GIVEN EXERCISE A
Put the records from the line with "[point] every instance of the church" through the end of the records into a two-column CSV with the columns "instruction" and "response", one row per record. Each record's text and its answer go in a single quoted field, with line breaks turned into spaces.

GIVEN TEXT
---------------

What good is a circuit that can just represent 0 or 1?  By combining this type of binary circuit, you can represent any number, and by using numbers to represent other symbols or parameters, binary circuits can represent (and manipulate) any kind of information.  It is surprising how many of the items that we think of as things (e.g. books, newspapers, recordings, transaction records, pictures, movies, etc.) are actually information.  When you buy a newspaper, it isn't for the paper or the ink, but the shape of the ink on the paper!

 

The American Standard Code for Information Interchange (ASCII) uses the number 65 (decimal) to represent the letter A.  Any time an ASCII based computer sends text to another computer, it sends the value 65 to represent A.  When you type A on your keyboard, it is stored in your computer as the number 65.  When you send an email, and the recipient's computer finds that 65, it puts an A on the screen, just as you intended.

 

To represent audio with numbers (for example, during a computer videoconference), the output level of your microphone is measured periodically, and the number representing that measurement is transmitted to the computer of the person with whom you are conferring.  When the recipient's computer receives that number, it uses it to determine the amount of displacement of its speaker.  Since the signal from the microphone represents the displacement of its diaphragm responding to vibrations from your voice, and the speaker of the recipient's computer is vibrating the air in the same way at the distant location, the recipient hears your voice (as long as the measured samples of the microphone occur frequently enough).

---------------

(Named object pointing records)
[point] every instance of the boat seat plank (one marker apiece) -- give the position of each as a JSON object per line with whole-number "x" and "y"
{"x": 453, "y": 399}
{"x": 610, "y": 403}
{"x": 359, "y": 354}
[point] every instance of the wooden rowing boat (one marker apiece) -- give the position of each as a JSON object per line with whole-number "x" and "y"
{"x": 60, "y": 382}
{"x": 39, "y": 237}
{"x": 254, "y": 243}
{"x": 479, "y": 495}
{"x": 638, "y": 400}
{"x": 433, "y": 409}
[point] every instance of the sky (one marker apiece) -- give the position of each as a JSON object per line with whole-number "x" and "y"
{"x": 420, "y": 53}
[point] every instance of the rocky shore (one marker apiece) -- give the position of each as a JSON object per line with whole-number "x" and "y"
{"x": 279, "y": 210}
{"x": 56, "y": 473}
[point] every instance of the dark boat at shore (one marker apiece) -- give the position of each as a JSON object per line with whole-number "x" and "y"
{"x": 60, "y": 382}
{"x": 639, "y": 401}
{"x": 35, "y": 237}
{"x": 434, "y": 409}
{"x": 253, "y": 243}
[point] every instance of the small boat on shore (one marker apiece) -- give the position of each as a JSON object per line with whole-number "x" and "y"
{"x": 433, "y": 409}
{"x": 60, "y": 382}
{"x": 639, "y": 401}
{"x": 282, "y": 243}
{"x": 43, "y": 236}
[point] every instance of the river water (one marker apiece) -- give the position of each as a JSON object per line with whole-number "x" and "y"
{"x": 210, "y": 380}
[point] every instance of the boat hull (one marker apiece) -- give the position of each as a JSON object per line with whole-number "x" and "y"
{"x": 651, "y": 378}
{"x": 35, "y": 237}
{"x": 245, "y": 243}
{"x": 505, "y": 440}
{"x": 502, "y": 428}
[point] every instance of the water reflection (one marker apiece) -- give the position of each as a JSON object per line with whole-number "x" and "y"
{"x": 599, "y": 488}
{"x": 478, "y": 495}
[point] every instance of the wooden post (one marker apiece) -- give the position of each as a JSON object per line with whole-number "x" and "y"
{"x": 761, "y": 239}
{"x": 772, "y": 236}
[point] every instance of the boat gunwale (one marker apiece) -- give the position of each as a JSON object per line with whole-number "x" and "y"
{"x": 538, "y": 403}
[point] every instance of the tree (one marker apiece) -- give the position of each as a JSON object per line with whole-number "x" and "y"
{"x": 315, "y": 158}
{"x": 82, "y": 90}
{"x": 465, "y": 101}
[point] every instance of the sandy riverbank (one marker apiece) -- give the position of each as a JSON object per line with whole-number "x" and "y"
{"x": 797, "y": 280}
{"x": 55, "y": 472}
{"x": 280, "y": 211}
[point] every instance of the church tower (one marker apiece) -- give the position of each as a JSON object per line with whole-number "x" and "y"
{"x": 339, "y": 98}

---------------

GIVEN EXERCISE B
Transcribe the passage on binary circuits and information word for word.

FINAL RESULT A
instruction,response
"[point] every instance of the church tower (one marker apiece) -- give the position of each as a JSON object per line with whole-number ""x"" and ""y""","{""x"": 339, ""y"": 98}"

FINAL RESULT B
What good is a circuit that can just represent 0 or 1?  By combining this type of binary circuit, you can represent any number, and by using numbers to represent other symbols or parameters, binary circuits can represent (and manipulate) any kind of information.  It is surprising how many of the items that we think of as things (e.g. books, newspapers, recordings, transaction records, pictures, movies, etc.) are actually information.  When you buy a newspaper, it isn't for the paper or the ink, but the shape of the ink on the paper!

 

The American Standard Code for Information Interchange (ASCII) uses the number 65 (decimal) to represent the letter A.  Any time an ASCII based computer sends text to another computer, it sends the value 65 to represent A.  When you type A on your keyboard, it is stored in your computer as the number 65.  When you send an email, and the recipient's computer finds that 65, it puts an A on the screen, just as you intended.

 

To represent audio with numbers (for example, during a computer videoconference), the output level of your microphone is measured periodically, and the number representing that measurement is transmitted to the computer of the person with whom you are conferring.  When the recipient's computer receives that number, it uses it to determine the amount of displacement of its speaker.  Since the signal from the microphone represents the displacement of its diaphragm responding to vibrations from your voice, and the speaker of the recipient's computer is vibrating the air in the same way at the distant location, the recipient hears your voice (as long as the measured samples of the microphone occur frequently enough).